Stored items
-- START --
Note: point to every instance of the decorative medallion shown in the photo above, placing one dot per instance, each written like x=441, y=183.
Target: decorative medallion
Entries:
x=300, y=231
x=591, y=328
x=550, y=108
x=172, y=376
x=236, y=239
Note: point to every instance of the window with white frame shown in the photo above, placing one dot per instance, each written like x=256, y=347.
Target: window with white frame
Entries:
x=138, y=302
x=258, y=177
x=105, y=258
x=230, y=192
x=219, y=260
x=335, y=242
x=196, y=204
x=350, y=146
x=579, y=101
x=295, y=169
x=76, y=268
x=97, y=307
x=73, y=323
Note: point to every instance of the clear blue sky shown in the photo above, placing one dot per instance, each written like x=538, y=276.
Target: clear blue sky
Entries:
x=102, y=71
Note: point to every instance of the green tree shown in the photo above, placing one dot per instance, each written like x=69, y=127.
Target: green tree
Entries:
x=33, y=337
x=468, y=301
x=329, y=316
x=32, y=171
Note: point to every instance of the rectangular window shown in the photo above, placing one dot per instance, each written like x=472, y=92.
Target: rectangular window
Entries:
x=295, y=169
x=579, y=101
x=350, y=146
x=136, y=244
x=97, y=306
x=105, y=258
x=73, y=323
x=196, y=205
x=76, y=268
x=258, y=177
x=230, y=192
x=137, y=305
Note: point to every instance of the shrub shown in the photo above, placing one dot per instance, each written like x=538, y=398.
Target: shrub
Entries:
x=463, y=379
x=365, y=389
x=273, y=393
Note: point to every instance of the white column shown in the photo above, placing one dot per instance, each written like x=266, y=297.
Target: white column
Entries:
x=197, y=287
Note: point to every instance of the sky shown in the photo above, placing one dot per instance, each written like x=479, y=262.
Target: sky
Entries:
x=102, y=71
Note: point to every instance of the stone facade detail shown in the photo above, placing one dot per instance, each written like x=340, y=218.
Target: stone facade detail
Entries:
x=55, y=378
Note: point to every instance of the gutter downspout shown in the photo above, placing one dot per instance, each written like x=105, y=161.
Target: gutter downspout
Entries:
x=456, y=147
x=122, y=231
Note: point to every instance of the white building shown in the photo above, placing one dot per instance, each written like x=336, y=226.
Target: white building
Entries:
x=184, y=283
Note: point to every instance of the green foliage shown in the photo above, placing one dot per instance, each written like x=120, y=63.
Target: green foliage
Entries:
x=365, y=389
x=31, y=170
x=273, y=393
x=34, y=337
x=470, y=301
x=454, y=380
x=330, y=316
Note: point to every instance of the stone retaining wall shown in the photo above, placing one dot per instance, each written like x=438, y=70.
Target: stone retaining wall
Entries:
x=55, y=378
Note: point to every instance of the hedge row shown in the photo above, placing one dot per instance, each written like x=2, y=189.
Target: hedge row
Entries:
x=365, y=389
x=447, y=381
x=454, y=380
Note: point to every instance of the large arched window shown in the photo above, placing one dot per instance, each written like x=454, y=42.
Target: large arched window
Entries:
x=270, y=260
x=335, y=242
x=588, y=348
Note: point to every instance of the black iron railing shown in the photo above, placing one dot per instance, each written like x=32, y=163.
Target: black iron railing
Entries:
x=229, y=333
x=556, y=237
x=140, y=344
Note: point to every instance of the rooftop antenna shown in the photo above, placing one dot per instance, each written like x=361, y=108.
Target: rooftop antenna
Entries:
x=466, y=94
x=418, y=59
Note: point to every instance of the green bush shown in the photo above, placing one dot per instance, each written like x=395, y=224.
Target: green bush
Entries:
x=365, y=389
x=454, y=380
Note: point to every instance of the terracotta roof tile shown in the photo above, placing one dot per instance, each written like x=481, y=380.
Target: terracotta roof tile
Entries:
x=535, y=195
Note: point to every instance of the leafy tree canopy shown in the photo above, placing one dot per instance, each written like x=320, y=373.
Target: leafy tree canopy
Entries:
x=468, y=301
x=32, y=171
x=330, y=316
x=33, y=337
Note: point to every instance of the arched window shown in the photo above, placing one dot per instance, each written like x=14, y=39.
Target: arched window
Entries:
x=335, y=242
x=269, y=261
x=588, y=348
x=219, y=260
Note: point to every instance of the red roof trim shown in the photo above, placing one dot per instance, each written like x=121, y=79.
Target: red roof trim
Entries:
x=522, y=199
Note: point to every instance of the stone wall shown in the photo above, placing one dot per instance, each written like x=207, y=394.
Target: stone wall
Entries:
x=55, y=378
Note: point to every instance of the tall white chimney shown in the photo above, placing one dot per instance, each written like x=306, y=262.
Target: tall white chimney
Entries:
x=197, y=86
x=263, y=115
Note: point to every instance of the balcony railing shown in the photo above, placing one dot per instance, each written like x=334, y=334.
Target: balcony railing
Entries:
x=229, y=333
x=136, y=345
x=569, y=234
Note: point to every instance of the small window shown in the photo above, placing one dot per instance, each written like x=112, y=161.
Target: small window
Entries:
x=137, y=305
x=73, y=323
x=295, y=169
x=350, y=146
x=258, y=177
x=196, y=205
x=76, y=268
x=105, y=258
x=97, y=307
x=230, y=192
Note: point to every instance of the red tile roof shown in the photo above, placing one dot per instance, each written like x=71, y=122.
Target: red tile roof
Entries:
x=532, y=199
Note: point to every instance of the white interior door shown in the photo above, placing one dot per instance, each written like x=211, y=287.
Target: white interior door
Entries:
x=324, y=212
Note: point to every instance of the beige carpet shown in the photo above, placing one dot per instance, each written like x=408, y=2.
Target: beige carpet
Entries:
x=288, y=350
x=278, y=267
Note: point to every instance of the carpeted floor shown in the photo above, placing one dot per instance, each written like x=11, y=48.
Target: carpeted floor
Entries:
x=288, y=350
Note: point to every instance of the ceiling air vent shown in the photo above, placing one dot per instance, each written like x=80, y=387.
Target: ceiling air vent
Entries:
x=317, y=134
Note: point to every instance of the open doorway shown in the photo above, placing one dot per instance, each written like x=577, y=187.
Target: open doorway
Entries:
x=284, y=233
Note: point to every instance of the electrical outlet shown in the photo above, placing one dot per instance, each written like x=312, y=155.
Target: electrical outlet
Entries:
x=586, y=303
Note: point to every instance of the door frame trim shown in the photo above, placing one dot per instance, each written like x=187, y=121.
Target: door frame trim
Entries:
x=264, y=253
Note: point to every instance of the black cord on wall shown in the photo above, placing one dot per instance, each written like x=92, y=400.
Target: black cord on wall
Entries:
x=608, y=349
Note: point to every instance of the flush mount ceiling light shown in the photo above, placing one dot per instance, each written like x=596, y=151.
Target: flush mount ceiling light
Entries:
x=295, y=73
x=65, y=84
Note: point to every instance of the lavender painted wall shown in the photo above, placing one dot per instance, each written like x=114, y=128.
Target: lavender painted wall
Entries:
-- END --
Task directions:
Set all of the records down again, exactly as they stand.

Solution for this exercise:
Note: point to every instance of the decorative medallion shown in the photo above, placing one dot per instance, each written like x=441, y=183.
Target: decorative medallion
Entries:
x=300, y=231
x=591, y=328
x=550, y=108
x=172, y=376
x=236, y=239
Note: point to every instance of the window with white frame shown in the photo above, placing one dot per instance, each written like x=256, y=347.
Target: window with white frame
Entries:
x=138, y=302
x=258, y=177
x=105, y=258
x=230, y=192
x=219, y=260
x=335, y=242
x=196, y=204
x=350, y=146
x=579, y=101
x=295, y=169
x=76, y=268
x=97, y=307
x=73, y=323
Note: point to every instance of the clear blue sky shown in the photo above, placing one dot per instance, each written like x=538, y=276.
Target: clear blue sky
Entries:
x=102, y=71
Note: point to every instance of the green tree shown in the photo above, placing one dot per instance, each written like x=69, y=127.
Target: green tree
Entries:
x=33, y=337
x=468, y=301
x=329, y=316
x=32, y=171
Note: point to every instance of the rectangular window shown in the photo above, placing one dot per instance, each written like x=472, y=92.
Target: rectangular window
Entries:
x=295, y=169
x=579, y=101
x=350, y=146
x=136, y=244
x=97, y=306
x=105, y=258
x=73, y=323
x=196, y=205
x=76, y=268
x=258, y=177
x=230, y=192
x=137, y=305
Note: point to every instance of the shrub shown in the photo above, placing one dot per instance, each written like x=538, y=398.
Target: shrub
Entries:
x=463, y=379
x=365, y=389
x=273, y=393
Note: point to every instance of the white column shown in the photo above, placing one dot per instance, each written like x=266, y=297.
Target: white column
Entries:
x=197, y=287
Note: point to every instance of the sky shown in the photo above, placing one dot per instance, each written like x=479, y=262.
Target: sky
Entries:
x=102, y=71
Note: point to every instance of the stone facade detail shown in the photo above, placing one dot per instance, each written like x=340, y=218.
Target: stone facade detail
Entries:
x=55, y=378
Note: point to every instance of the gutter downspout shown in the photo above, placing one dot per instance, each written like x=105, y=161.
Target: gutter downspout
Entries:
x=456, y=147
x=122, y=231
Note: point to every instance of the white building shown in the photo above, placing one dot per instance, each written like x=336, y=226.
Target: white building
Entries:
x=184, y=283
Note: point to every instance of the green foliage shown in the photo above, placing one dot per instance, each written like x=120, y=63.
Target: green foliage
Entries:
x=365, y=389
x=31, y=170
x=273, y=393
x=34, y=337
x=470, y=301
x=454, y=380
x=330, y=316
Note: point to every instance of the stone retaining wall shown in the photo above, placing one dot per instance, each written like x=438, y=70.
Target: stone retaining wall
Entries:
x=55, y=378
Note: point to every instance of the hedge row shown in the photo above, placing one dot per instance, each written like x=2, y=189.
Target: hedge row
Entries:
x=365, y=389
x=447, y=381
x=454, y=380
Note: point to every instance of the large arched window shown in the photo above, placing one dot per instance, each written like x=454, y=42.
Target: large arched window
Entries:
x=270, y=260
x=335, y=242
x=588, y=348
Note: point to every instance of the black iron railing shown in the photo above, placing one dot per instance, each written like x=32, y=163.
Target: black iron railing
Entries:
x=229, y=333
x=556, y=237
x=140, y=344
Note: point to every instance of the rooftop antenna shown in the photo above, placing one dot per instance, each written like x=361, y=108.
Target: rooftop antenna
Entries:
x=466, y=94
x=418, y=59
Note: point to every instance of the green bush shown in the photo above, placing one dot per instance, each written like x=395, y=224.
Target: green bush
Entries:
x=365, y=389
x=454, y=380
Note: point to every instance of the terracotta roof tile shown in the photo above, placing one dot per instance, each written like x=481, y=380.
Target: terracotta roof tile
Entries:
x=535, y=195
Note: point to every instance of the leafy tree canopy shown in the photo above, placing one dot per instance, each written like x=320, y=373.
Target: leafy tree canopy
Entries:
x=468, y=301
x=32, y=171
x=330, y=316
x=33, y=337
Note: point to every instance of the arched window shown in the photo above, placing one dot per instance, each written like x=14, y=39.
Target: arched window
Entries:
x=335, y=242
x=269, y=261
x=588, y=348
x=219, y=260
Note: point to every instance of the red roof trim shown in the photo above, placing one dot per instance, each written like x=121, y=79.
Target: red roof trim
Entries:
x=522, y=199
Note: point to every instance of the stone wall shown in the photo above, placing one dot per instance, each written like x=207, y=394.
Target: stone wall
Entries:
x=55, y=378
Note: point to every instance of the tall white chimney shown in the photo above, placing one dot per instance, each written like x=306, y=262.
Target: tall white chimney
Entries:
x=197, y=86
x=263, y=115
Note: point to every instance of the balcony railing shown in the photo above, placing one dot per instance, each written like x=334, y=334.
Target: balcony railing
Entries:
x=229, y=333
x=136, y=345
x=569, y=234
Note: point to every instance of the small window shown in the photo above, placing one dot per instance, each written like x=112, y=161.
Target: small window
Entries:
x=137, y=305
x=73, y=323
x=295, y=169
x=350, y=146
x=258, y=177
x=196, y=205
x=76, y=268
x=105, y=258
x=97, y=307
x=230, y=192
Note: point to every instance of the red tile roof shown in the photo above, placing one dot per instance, each written like x=71, y=122.
Target: red tile roof
Entries:
x=532, y=199
Note: point to every instance of the white interior door shown in the photo above, placing one dot per instance, each written like x=211, y=287.
Target: white interior door
Entries:
x=324, y=212
Note: point to every instance of the beige carpet shown in the photo above, placing one dot per instance, each written like x=408, y=2.
Target: beige carpet
Entries:
x=288, y=350
x=278, y=267
Note: point to every instance of the carpeted floor shown in the photo above, placing one dot per instance, each written like x=11, y=48.
Target: carpeted floor
Entries:
x=288, y=350
Note: point to every instance of the ceiling air vent shown in the photo above, placing one dot per instance, each written like x=80, y=387.
Target: ceiling air vent
Entries:
x=317, y=134
Note: point to every instance of the open doorway shown in the photo above, placing one dot per instance, each written like x=577, y=187.
Target: open doorway
Entries:
x=284, y=233
Note: point to every instance of the electrical outlet shown in the photo above, placing one dot per instance, each written like x=312, y=155.
Target: electrical outlet
Entries:
x=586, y=303
Note: point to every instance of the door frame trim shown in the photo above, placing one dot per instance, each written like x=187, y=121.
Target: door frame trim
Entries:
x=264, y=253
Note: point to every instance of the black cord on wall shown in the photo above, placing one dot per instance, each written like x=92, y=400.
Target: black cord on wall
Entries:
x=608, y=349
Note: point to every instance of the flush mount ceiling light shown in the photo above, placing one dot per instance, each written like x=596, y=151.
Target: flush mount ceiling light
Entries:
x=295, y=73
x=65, y=84
Note: point to every instance of the lavender painted wall shown in the photo above, placing one dot per instance, each written like x=114, y=128.
Target: lavender painted wall
Entries:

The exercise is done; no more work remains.